Records shown:
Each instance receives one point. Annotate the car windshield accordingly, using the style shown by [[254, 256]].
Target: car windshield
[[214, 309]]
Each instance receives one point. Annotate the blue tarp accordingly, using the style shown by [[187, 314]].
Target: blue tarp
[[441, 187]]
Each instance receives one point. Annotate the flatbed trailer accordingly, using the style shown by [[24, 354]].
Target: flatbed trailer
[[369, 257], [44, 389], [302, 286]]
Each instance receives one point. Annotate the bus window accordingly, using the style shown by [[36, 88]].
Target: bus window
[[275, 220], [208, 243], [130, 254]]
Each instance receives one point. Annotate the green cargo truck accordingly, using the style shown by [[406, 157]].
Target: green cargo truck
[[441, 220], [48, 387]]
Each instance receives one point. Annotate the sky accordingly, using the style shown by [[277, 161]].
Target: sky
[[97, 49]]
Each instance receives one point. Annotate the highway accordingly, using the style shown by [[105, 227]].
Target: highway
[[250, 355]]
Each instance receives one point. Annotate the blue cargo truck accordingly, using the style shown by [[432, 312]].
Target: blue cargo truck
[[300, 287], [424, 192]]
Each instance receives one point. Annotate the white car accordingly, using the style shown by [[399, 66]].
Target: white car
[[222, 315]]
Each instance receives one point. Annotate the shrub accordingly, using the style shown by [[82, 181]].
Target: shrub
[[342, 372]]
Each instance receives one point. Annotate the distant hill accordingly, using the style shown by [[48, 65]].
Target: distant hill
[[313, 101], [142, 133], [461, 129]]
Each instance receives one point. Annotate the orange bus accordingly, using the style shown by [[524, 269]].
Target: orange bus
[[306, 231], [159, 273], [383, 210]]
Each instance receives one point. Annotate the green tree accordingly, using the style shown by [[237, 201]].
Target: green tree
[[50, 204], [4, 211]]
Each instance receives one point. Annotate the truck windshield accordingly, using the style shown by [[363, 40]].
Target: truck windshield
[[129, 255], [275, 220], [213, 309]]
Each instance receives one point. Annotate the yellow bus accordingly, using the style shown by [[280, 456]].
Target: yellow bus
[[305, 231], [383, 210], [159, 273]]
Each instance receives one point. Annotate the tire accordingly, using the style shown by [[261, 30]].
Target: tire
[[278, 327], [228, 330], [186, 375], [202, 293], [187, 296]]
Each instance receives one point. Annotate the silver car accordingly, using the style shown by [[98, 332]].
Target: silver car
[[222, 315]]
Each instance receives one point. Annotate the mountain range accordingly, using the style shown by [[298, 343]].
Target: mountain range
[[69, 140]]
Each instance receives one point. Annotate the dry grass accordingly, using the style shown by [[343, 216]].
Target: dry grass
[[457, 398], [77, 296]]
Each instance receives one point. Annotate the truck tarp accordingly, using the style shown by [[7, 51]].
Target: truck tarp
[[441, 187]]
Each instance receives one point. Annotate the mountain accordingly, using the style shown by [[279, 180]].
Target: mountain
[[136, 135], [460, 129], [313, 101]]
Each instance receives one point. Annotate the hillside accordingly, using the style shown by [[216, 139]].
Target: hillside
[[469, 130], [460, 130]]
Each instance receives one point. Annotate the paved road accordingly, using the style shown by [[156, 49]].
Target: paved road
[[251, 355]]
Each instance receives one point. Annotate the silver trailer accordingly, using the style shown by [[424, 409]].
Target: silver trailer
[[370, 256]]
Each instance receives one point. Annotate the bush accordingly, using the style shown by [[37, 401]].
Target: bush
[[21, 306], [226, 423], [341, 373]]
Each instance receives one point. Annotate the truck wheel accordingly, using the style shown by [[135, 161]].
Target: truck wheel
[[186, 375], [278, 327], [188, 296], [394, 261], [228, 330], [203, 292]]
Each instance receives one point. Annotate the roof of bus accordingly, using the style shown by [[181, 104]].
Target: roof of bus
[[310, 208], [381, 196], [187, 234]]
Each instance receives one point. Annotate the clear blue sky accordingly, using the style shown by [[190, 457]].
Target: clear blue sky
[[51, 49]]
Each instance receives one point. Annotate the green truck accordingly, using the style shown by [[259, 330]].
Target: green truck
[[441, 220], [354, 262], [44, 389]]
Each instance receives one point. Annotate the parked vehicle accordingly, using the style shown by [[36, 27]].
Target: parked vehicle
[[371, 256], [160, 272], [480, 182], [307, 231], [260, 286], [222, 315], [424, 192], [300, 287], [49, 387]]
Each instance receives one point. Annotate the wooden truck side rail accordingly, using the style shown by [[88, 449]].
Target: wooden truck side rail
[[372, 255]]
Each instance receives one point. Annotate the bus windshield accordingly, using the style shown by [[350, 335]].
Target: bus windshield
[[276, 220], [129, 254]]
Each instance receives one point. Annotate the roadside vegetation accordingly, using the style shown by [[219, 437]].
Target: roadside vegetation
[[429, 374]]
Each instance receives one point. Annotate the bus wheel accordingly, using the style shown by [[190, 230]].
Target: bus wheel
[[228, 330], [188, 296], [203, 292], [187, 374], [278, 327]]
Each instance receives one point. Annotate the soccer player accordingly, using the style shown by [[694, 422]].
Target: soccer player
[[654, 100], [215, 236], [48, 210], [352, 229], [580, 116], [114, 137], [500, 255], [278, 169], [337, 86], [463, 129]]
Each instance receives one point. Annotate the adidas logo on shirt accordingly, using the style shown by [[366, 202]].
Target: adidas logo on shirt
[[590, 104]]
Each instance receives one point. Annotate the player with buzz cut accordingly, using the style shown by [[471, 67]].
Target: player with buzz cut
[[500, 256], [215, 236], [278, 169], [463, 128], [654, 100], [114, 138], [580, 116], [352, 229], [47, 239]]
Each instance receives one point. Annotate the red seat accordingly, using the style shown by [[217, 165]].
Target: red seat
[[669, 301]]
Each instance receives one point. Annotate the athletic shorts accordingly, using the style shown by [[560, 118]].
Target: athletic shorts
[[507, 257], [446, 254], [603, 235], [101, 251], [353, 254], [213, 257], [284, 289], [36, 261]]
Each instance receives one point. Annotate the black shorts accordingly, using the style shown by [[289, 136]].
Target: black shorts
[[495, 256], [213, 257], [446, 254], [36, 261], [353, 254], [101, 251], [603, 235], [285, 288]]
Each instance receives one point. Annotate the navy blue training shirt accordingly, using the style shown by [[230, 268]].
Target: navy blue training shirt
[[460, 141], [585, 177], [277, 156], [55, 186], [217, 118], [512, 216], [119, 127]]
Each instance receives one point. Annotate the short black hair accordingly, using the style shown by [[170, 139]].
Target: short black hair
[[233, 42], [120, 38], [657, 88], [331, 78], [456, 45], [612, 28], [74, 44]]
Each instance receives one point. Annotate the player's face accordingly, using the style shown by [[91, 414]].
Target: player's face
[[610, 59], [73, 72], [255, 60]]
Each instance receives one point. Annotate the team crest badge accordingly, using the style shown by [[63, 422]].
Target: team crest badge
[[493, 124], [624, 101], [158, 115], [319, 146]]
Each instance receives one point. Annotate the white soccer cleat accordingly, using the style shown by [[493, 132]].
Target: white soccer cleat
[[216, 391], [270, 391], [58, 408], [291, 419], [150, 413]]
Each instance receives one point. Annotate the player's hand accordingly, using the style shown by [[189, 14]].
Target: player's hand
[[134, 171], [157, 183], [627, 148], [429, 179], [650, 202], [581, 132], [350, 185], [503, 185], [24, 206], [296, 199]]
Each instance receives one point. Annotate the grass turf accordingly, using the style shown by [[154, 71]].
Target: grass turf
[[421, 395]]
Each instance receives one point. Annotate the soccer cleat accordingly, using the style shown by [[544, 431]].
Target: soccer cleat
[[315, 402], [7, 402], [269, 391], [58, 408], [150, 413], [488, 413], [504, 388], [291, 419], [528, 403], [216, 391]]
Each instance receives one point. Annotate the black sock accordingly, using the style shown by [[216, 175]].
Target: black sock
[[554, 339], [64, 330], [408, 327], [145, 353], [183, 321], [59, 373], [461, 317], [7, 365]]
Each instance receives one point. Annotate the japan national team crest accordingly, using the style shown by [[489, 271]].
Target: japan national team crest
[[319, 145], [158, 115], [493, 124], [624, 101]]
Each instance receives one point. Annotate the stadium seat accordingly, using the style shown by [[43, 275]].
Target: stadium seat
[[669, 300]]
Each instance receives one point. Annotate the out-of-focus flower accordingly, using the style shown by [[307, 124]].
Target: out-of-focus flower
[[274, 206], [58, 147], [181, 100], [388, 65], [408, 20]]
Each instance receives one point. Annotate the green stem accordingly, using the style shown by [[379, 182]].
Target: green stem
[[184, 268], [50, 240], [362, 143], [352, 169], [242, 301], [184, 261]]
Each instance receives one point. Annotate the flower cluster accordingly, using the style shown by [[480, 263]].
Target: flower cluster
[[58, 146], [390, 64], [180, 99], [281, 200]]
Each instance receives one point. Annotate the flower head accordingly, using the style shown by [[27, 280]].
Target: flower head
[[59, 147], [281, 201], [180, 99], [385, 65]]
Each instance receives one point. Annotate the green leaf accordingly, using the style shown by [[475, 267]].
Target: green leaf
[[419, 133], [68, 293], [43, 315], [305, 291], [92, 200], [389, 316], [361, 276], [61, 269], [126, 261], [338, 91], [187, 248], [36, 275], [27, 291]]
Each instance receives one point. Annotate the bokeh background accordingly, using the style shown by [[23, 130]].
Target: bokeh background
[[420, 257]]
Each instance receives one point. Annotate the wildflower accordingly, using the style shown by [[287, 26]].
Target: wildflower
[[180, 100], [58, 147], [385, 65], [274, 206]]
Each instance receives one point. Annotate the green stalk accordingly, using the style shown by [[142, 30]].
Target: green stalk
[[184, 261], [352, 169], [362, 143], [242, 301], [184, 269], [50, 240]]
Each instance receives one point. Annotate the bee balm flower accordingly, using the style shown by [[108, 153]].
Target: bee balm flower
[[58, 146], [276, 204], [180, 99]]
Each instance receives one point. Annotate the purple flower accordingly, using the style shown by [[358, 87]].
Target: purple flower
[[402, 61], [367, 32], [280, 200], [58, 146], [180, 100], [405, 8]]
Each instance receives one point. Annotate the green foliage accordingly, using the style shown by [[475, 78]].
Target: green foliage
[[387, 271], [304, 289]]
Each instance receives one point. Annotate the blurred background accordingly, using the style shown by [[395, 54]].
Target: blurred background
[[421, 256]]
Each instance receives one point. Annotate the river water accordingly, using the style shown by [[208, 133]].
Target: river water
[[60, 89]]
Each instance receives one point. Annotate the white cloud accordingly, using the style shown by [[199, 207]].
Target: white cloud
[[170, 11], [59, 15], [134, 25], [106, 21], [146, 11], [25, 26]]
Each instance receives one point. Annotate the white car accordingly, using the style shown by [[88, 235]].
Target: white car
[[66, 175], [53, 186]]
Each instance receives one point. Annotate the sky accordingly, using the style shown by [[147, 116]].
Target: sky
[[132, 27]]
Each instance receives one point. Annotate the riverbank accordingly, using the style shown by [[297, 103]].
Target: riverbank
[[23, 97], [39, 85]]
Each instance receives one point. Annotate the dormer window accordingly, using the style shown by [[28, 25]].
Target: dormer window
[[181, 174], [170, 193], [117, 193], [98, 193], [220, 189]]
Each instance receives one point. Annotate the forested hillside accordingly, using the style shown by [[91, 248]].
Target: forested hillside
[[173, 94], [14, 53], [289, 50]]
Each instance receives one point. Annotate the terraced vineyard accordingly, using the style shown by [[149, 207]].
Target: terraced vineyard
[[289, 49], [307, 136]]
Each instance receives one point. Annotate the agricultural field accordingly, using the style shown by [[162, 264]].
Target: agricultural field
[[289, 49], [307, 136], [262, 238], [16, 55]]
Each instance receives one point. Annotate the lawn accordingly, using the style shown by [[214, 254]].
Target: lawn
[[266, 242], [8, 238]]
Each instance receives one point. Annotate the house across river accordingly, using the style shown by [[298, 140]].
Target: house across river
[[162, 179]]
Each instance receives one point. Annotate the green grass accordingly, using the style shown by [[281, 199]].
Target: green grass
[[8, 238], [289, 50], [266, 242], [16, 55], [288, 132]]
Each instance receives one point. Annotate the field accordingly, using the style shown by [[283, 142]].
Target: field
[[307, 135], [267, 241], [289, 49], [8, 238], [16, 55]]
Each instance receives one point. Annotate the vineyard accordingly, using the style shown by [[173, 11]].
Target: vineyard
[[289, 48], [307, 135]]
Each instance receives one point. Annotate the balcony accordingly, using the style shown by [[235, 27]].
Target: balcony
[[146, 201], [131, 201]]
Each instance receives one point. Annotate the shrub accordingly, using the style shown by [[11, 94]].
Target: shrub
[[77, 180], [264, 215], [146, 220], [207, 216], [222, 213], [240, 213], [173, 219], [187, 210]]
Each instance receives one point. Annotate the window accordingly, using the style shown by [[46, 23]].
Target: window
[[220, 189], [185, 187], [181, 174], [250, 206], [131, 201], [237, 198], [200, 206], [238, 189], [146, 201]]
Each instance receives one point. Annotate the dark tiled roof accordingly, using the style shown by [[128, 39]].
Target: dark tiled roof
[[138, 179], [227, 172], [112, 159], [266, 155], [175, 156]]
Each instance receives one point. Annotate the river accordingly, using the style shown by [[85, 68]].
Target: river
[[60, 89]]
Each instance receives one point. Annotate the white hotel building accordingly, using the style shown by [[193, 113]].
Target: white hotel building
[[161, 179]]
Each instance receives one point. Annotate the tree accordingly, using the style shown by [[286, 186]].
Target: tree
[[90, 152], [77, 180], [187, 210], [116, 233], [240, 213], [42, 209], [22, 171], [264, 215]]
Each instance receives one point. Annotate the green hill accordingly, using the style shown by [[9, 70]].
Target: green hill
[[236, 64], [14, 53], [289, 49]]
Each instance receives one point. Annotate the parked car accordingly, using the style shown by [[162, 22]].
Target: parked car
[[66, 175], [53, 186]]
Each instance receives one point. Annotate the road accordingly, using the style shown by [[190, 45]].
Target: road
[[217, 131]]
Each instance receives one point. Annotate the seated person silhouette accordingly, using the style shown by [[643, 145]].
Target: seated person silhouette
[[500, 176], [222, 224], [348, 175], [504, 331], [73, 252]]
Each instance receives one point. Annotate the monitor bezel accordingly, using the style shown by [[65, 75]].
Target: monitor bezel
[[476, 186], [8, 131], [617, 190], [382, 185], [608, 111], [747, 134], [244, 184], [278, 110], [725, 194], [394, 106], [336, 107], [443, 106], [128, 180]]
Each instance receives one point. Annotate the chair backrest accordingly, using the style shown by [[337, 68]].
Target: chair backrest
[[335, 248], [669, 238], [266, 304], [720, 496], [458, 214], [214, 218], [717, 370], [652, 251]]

Work to do: Could you arrange the stretch from the start of the entries through the line containing "[[369, 257], [44, 389], [302, 286]]" as a Markdown table with columns headed Number and Text, one row per line and blank lines omitted?

Completed task:
| Number | Text |
|---|---|
| 1 | Each instance receives one point. Annotate the car windshield accordingly, using the style shown by [[254, 256]]. |
| 2 | Target: car windshield |
| 3 | [[214, 309]] |
| 4 | Each instance receives one point. Annotate the blue tarp accordingly, using the style shown by [[187, 314]]. |
| 5 | Target: blue tarp |
| 6 | [[441, 187]] |
| 7 | Each instance receives one point. Annotate the flatbed trailer accordingly, using the style shown by [[24, 354]]. |
| 8 | Target: flatbed trailer |
| 9 | [[369, 257], [44, 389], [302, 286]] |